▸ Problem details
Pictures aside, repeat every record below exactly.

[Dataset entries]
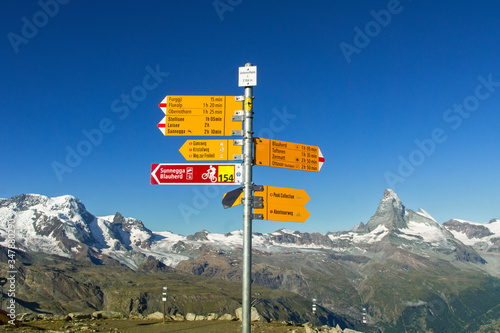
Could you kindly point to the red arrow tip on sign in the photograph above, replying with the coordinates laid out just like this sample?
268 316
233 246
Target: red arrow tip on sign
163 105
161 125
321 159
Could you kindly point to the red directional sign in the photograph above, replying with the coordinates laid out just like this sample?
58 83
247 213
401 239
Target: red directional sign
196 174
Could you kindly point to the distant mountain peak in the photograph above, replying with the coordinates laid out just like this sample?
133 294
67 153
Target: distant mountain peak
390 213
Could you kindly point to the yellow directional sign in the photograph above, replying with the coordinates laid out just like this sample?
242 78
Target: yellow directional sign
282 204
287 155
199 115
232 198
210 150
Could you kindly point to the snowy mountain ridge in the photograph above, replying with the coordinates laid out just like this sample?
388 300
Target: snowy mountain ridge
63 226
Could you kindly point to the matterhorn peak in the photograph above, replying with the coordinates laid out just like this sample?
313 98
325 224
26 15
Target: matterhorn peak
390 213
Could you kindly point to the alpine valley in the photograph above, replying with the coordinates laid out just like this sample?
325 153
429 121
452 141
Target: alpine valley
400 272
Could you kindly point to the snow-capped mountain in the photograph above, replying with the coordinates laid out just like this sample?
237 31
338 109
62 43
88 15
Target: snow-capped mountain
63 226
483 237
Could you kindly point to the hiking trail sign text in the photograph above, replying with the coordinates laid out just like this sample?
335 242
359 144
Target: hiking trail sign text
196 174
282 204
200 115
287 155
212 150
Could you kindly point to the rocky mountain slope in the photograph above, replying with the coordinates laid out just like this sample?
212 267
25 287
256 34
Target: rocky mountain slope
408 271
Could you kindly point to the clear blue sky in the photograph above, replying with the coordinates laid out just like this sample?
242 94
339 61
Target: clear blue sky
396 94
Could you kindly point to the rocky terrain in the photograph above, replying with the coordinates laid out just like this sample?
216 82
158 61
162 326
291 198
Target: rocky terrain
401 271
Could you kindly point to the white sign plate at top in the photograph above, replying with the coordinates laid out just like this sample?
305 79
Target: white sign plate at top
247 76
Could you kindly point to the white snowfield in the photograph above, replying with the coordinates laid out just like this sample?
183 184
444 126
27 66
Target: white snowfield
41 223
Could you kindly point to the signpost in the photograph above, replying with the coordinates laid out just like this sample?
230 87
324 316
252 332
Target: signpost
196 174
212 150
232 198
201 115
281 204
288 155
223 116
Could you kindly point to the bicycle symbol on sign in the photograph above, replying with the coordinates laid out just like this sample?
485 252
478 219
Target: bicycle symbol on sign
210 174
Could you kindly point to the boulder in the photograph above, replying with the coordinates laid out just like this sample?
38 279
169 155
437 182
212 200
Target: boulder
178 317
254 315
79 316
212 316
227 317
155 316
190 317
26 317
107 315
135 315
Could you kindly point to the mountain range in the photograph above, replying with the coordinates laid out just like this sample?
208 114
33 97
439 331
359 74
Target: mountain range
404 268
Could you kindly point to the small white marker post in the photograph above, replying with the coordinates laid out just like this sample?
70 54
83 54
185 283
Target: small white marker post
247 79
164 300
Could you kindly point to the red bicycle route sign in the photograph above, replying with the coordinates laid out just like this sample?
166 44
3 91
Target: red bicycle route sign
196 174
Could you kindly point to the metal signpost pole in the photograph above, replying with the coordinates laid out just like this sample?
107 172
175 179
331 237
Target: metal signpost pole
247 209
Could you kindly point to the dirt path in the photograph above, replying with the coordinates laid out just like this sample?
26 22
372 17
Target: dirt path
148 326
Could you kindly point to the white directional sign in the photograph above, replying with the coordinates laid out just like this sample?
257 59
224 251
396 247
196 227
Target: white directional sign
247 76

▸ Exercise response
Could you kindly point to the red arrow tip on sign in the photograph above, replying with the coordinates laid out just like this sample?
268 316
233 246
Target: red arrow tip on sign
163 105
161 125
321 159
Could you kindly point to the red directional sign in the photograph above, replying with the coordinates laid out just like this sample?
58 83
247 213
401 239
Target: red directional sign
196 174
Could you kindly point to the distant mountain peak in the photograph above, replying with the coordinates laid out just like this sample?
133 294
67 153
Target: distant mountain peak
390 213
Could you kindly point to the yellow directional sign in the photograph above, replying with the coordinates laid out just like this sample?
242 78
Target: yellow directional sign
282 204
287 155
199 115
232 198
210 150
Could you kindly point to the snowy mountain ridge in the photograph above, replying with the coordinates laid out just like this sample?
388 300
Target: snowy mountain ridge
63 226
Could you kindly point to the matterhorn peak in the photograph above, replying with the coordinates laid out just like this sample?
313 98
325 224
26 15
Target: matterhorn peak
390 213
Could you kindly point to the alpine valley in the photograph above, replying with the coordinates laid out just like this sample?
325 153
429 121
452 141
Target: alpine valley
400 272
Could you kindly point to the snow-capped mountain in the photograph above, replying with the coordinates laid out just like this sample?
237 31
338 109
62 43
88 15
Target: snow-capped mountain
63 226
483 237
Could you kindly point to the hiking trail sign text in the photograph above, replying with the coordinates laid out just like this sample?
335 242
359 144
Target: hiking trail sign text
196 174
282 204
200 115
287 155
212 150
Could you kindly point to the rocky mountain slope in the photograph above, replying with the coordinates laid out just like this sample?
212 267
25 287
256 34
Target: rocky mountain slope
408 271
Could you kindly point to the clear blue sky in the photograph above, replying with the coordinates laid out just like this sample?
242 94
339 61
Target: clear blue sky
396 94
Could you kindly point to the rocky terrain in the photograph above, replying with the coordinates laid out just like this sample?
216 82
158 61
162 326
291 198
Target: rocky terrain
401 271
Could you kindly point to the white sign plate at top in the photograph above, replying with the coordinates laid out just like this sample?
305 79
Target: white sign plate at top
247 76
Could you kindly point to the white snowfield in the photograph above, replying with the coordinates laid out just like this sample?
183 184
444 126
27 66
Target: white snowfield
41 223
Could you kindly point to the signpost in the photograph above, replying with the coordinates laid out just like this sample?
230 87
324 316
252 332
Target: signpost
196 174
212 150
232 198
201 115
281 204
288 155
223 116
Could you kindly point to the bicycle symbol on sign in the photograph above, replying with the coordinates laid out just like this sample?
485 252
478 219
Target: bicycle symbol on sign
210 174
Could you kindly point to the boulder in the photograph above, replying with the coordinates laid out just like this sample?
38 279
169 155
437 182
212 200
Target: boulder
178 317
254 315
79 316
212 316
227 317
155 316
190 317
26 317
107 315
135 315
Could you kindly point to the mountain range in the photograph above, replying with the coordinates laid out just like this sample?
208 114
33 97
439 331
359 74
Target: mountain range
404 268
Could you kindly point to the small white marker post in the photograph above, replying with the coordinates laid out just like this sample?
70 54
83 54
185 283
Target: small white marker post
247 79
164 300
Could you kindly point to the red bicycle route sign in the photograph above, replying with the coordinates laid out just like this sample?
166 44
3 91
Target: red bicycle route sign
196 174
Could you kindly point to the metal signpost pole in the photograph above, replying with the coordinates laid out just like this sample?
107 172
175 179
331 237
Target: metal signpost pole
247 209
Could you kindly point to the dirt path in the photograph above, replying with the coordinates laid out just like this sample?
26 22
372 17
Target: dirt path
148 326
Could you kindly point to the white directional sign in the photograph above, replying with the coordinates laid out just like this sample?
257 59
224 251
396 247
196 227
Target: white directional sign
247 76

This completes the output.